Say how many lines in the entries hold the string "green", giving the number by itself.

(DATA TO USE)

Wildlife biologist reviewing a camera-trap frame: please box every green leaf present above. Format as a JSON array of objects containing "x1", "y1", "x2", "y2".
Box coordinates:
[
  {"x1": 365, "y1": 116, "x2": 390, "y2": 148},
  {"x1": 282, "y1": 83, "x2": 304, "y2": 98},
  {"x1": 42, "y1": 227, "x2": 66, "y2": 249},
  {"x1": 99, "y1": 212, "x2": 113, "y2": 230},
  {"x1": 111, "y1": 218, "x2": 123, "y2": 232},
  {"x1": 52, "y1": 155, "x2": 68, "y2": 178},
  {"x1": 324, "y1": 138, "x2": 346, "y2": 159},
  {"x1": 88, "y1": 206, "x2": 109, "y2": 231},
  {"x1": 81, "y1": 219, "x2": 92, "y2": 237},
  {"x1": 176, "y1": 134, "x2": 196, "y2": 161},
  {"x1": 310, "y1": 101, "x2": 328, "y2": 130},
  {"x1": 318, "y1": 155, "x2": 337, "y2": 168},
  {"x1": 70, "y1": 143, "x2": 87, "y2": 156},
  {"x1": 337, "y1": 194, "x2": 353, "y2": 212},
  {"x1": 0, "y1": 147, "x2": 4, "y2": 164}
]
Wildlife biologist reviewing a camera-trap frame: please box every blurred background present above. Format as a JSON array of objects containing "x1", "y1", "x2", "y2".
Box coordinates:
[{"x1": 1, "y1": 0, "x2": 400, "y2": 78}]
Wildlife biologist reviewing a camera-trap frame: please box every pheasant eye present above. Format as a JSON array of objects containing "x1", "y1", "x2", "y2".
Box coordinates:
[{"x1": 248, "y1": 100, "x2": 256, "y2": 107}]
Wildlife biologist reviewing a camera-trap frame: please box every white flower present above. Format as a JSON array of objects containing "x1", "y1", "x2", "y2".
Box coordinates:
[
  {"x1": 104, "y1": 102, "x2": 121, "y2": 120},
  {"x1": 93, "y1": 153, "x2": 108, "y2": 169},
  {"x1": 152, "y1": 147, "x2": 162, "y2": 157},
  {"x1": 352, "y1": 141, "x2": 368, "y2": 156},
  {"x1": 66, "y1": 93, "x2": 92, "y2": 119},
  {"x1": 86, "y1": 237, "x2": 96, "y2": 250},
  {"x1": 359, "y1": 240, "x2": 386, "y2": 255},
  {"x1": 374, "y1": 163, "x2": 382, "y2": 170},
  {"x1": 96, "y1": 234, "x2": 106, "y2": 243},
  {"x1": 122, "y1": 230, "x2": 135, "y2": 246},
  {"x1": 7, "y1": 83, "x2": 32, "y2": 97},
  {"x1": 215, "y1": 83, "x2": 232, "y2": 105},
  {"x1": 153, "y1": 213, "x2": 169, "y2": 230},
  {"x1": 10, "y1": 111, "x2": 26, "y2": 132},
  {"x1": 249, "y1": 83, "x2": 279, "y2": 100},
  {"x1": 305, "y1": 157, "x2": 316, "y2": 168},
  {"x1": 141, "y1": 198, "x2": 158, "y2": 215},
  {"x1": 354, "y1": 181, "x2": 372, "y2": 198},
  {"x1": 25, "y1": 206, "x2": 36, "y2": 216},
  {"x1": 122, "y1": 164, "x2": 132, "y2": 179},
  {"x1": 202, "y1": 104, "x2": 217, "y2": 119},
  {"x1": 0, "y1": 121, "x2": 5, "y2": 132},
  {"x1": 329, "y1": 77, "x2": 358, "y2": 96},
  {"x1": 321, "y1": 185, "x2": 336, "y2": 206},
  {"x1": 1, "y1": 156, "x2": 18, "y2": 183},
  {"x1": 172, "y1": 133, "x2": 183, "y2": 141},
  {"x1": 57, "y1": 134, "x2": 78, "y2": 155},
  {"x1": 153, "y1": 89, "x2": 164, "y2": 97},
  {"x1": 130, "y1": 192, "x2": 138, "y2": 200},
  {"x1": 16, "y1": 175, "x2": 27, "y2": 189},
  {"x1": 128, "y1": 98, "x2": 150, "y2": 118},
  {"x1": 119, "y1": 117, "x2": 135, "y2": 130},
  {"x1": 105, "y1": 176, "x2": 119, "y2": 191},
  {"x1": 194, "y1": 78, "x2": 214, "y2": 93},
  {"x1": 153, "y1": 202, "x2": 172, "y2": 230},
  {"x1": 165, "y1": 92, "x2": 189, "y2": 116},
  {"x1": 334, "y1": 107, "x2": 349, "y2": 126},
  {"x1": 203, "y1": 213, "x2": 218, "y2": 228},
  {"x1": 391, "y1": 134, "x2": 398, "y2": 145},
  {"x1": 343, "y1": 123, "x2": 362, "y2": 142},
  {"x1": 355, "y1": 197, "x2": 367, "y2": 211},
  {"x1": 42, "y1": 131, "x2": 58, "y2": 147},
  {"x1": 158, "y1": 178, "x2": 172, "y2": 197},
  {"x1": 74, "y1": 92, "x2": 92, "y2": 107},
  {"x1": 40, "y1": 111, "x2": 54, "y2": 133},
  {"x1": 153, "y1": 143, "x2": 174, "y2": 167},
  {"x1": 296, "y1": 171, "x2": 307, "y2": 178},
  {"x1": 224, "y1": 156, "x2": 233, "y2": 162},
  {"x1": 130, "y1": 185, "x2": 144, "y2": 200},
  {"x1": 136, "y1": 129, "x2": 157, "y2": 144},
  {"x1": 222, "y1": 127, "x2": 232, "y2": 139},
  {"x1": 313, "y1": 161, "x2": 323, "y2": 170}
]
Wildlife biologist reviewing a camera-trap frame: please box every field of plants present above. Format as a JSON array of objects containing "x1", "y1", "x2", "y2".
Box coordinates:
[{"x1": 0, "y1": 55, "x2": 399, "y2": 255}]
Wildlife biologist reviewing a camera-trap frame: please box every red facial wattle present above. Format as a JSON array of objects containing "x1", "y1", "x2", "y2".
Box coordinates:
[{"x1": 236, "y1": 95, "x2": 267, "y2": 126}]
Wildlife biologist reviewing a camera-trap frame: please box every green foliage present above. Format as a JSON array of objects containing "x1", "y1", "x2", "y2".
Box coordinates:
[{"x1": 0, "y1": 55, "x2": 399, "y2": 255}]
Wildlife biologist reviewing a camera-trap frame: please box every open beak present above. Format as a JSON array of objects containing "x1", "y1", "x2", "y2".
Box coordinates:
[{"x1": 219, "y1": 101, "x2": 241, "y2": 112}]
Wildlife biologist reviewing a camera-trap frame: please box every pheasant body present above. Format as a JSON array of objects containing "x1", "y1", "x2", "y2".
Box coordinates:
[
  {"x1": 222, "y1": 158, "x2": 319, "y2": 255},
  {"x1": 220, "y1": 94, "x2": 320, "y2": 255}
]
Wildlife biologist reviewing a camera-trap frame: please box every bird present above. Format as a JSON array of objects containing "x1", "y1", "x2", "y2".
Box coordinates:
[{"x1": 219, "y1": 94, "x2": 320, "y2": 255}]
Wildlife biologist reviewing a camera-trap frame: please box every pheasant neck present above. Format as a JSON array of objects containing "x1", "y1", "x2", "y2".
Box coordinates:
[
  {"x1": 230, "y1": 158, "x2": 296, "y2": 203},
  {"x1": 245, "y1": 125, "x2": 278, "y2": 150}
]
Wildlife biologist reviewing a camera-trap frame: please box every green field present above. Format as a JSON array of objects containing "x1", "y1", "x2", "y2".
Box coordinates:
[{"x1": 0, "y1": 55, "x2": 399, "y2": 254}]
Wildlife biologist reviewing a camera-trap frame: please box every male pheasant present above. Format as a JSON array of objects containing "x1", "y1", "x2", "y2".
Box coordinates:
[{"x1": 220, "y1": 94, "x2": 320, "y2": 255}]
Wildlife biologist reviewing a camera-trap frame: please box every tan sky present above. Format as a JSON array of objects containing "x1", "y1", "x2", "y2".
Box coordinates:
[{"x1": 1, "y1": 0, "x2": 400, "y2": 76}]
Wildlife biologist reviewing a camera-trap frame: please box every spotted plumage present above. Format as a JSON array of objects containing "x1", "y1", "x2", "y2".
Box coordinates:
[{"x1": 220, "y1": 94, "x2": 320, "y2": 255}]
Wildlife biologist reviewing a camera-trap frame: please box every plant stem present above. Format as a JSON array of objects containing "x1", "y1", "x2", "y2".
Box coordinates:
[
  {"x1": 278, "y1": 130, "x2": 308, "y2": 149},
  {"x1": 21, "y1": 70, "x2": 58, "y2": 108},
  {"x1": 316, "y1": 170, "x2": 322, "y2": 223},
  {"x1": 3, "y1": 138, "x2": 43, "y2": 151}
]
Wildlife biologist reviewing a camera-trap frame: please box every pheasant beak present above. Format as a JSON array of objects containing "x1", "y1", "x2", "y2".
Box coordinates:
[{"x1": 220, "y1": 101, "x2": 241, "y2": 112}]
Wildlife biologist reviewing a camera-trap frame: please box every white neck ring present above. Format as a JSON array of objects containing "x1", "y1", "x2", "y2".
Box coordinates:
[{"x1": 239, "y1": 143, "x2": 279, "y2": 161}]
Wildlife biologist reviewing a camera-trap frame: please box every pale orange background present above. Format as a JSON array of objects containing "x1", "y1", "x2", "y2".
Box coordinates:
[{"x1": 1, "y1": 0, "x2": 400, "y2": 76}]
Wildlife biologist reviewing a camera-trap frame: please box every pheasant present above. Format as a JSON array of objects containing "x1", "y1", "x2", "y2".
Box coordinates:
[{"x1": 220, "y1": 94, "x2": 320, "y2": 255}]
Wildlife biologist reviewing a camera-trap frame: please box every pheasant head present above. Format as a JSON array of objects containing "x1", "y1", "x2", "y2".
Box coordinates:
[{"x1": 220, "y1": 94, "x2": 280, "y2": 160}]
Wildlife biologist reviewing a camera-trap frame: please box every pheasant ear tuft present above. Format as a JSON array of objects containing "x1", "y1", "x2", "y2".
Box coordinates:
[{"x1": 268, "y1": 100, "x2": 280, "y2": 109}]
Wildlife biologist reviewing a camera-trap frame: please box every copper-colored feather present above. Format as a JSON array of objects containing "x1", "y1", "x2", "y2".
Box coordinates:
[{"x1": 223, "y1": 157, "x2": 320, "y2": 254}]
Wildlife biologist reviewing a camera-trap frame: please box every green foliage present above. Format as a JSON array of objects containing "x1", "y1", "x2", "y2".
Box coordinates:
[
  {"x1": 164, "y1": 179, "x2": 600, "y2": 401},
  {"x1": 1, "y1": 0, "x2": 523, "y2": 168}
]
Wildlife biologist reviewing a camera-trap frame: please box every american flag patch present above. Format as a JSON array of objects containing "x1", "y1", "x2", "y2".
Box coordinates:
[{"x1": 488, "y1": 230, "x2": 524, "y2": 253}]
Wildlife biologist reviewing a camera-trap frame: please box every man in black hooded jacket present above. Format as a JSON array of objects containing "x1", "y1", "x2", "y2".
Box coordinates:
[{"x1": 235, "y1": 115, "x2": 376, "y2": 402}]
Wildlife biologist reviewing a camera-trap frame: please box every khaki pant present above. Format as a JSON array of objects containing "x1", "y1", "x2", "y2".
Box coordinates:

(End DATA TO USE)

REPLY TO THE EXERCISE >> 4